--- START ---
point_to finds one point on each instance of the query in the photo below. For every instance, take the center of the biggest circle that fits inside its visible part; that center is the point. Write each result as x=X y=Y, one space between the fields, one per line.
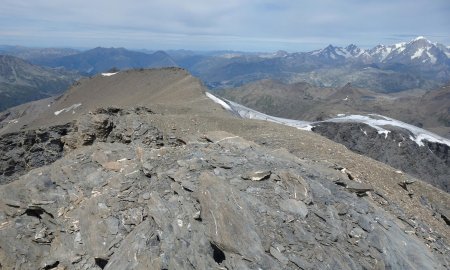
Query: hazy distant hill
x=21 y=81
x=102 y=59
x=417 y=64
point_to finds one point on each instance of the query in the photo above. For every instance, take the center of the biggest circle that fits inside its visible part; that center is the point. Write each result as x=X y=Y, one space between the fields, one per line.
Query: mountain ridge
x=184 y=184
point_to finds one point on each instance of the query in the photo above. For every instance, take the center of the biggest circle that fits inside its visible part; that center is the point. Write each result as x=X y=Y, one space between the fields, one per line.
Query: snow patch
x=72 y=107
x=109 y=74
x=432 y=58
x=380 y=122
x=419 y=38
x=219 y=101
x=418 y=53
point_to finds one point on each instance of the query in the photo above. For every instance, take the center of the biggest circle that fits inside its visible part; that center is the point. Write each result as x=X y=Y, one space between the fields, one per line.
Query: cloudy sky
x=248 y=25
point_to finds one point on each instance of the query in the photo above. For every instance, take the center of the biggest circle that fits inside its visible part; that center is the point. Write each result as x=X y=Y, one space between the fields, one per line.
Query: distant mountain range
x=415 y=64
x=21 y=81
x=418 y=64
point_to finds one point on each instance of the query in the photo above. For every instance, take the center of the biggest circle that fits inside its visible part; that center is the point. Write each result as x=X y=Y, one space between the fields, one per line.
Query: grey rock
x=295 y=207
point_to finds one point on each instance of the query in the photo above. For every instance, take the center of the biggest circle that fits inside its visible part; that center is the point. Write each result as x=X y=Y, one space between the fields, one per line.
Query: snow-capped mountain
x=419 y=51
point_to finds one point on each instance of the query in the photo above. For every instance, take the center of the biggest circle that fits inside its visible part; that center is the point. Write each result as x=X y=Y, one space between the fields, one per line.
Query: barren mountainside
x=142 y=170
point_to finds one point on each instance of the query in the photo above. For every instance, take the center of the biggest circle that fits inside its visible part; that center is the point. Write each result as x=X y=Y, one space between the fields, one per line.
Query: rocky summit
x=141 y=170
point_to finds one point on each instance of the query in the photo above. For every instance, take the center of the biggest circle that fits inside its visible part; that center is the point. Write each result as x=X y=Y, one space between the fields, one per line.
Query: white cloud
x=203 y=23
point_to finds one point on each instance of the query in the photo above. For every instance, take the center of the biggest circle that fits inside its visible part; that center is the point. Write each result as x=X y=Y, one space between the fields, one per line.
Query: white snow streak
x=73 y=107
x=109 y=74
x=378 y=122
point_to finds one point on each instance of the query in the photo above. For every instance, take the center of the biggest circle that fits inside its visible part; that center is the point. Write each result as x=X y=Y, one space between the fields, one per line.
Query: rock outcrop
x=430 y=162
x=171 y=187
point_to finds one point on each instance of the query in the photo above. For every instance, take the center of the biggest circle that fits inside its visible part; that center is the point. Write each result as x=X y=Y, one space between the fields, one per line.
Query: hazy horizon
x=200 y=25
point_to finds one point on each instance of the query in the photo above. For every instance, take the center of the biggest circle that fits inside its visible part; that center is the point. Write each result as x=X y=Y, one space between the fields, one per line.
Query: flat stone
x=295 y=207
x=279 y=256
x=257 y=175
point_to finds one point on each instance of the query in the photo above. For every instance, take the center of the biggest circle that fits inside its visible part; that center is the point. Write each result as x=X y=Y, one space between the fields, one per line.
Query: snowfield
x=73 y=107
x=109 y=74
x=379 y=122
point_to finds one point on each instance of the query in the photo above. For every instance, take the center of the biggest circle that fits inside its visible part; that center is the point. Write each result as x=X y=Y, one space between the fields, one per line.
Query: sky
x=242 y=25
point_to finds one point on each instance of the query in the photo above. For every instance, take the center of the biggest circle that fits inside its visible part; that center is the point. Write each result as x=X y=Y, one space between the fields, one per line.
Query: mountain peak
x=420 y=38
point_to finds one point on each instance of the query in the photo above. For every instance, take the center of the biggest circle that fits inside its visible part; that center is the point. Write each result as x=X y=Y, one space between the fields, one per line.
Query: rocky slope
x=415 y=150
x=22 y=82
x=303 y=101
x=182 y=184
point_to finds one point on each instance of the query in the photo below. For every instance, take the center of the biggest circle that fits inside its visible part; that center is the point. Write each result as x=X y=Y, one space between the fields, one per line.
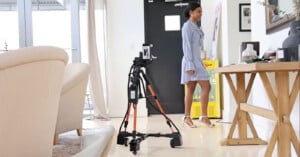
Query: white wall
x=272 y=41
x=125 y=39
x=207 y=21
x=231 y=39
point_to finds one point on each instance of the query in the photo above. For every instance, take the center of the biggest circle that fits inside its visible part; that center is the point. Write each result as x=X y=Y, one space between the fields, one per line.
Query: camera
--- END ---
> _WORK TO BE COMPLETED_
Give the lines from the one containing "Query: mountain peak" through the last line of the material again, exactly and with no pictures, both ends included.

> _RESPONSE TO THE TASK_
Query: mountain peak
x=420 y=38
point_to finds one point on each instance of the query in the photo above. For every instance, take the center of the biggest circle that fits inside its visible part; that center is the point. Write each result as x=X y=Y, one space between the fields, one per line.
Query: rocky slope
x=415 y=150
x=22 y=82
x=303 y=101
x=182 y=184
point_to finds one point on each instance of the query in the photo below. For every instance, take the center of the biggest circle that fits inside its visible part; that center is the point. Write each result as x=X y=Y, one space between the fields, one per line.
Query: white wall
x=272 y=41
x=125 y=39
x=207 y=21
x=231 y=39
point_to finds one point on each instance of the query in the photo above. For every instance, take the center of the biggest circle that fits inside its visible part; that center is the point. Write each result as x=X y=Y, one space between the fields, one per line.
Query: camera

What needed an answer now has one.